作業内容:
(a) ポタージュスープに関する文書によると、油脂原料の豚脂は酸化防止剤を加えてCDM値をどの範囲に調整しますか。
(b) ポタージュスープに関する文書を、最後の文のあとから書き継いでください。

文書抜粋:
•••
説明

無菌包装パック入り液状ポタージュスープ

【課題】コク味、うま味が良好で、保存、流通時において味を維持できる無菌包装パック入り液状ポタージュスープを提供する。
【解決手段】
油脂原料に過酸化物価が0〜0.3であり、酸化防止剤を添加してCDM値を13〜25時間の範囲に調整した豚脂を使用して加熱調理すること特徴とし、超高温殺菌処理後に充填された無菌包装パック入り液状ポタージュスープ。豚脂を0.5〜5質量%含み、スープの過酸化物価が0.3〜1.0である上記の無菌包装パック入り液状ポタージュスープ。

【発明の詳細な説明】
【技術分野】
【0001】
本発明は無菌包装パック入り液状ポタージュスープに関し、さらに詳しくはコク味、うま味のある無菌包装パック入り液状ポタージュスープに関する。
•••
データ:
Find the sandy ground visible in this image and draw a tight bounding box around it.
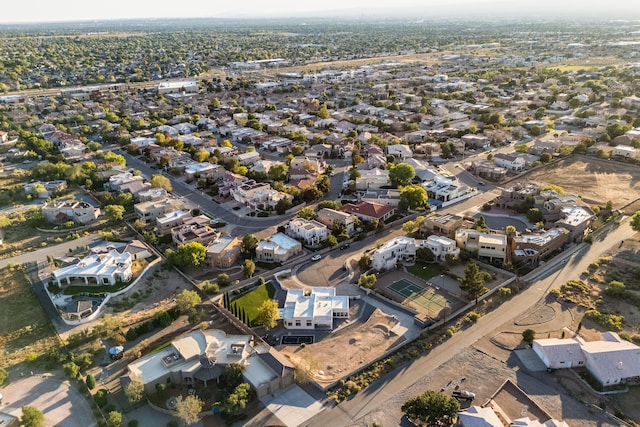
•••
作業ごとの結果:
(a) 13〜25時間の範囲に調整します。

(b)
【背景技術】
【0002】
洋食としてのスープは家庭でも作ることが可能であるが、長時間の調理が必要とされるため、なかなか簡便に食することができない。そのため簡便に食することができる市販品が多く利用されている。市販品としては缶、レトルトパウチ、チルドパック、粉末タイプなどの形態があり、そのまま、加温、お湯で溶解などしてスープとして飲食することができる。スープの原料としては油脂、水、食塩、動植物エキスなどからなり、さらに脱脂粉乳、生クリーム、牛乳などの乳成分を加えたいわゆるポタージュスープがその主流となっている。
この中で、無菌包装パック入り液状ポタージュスープは、レトルト殺菌のような包装容器と内容物殺菌を同時殺菌するための高温、長時間の加熱処理を伴わないため、風味が優れており、そのままあるいは、加熱するだけで簡単に食することができるため、消費者に広く受け入れられている。
無菌包装パック入り液状ポタージュスープは、一般には油脂、動植物エキス、乳原料等各種原料の混合、加熱調理工程、内容物の超高温殺菌工程、無菌包装充填の工程にて工場等で調理・包装され保存、流通される。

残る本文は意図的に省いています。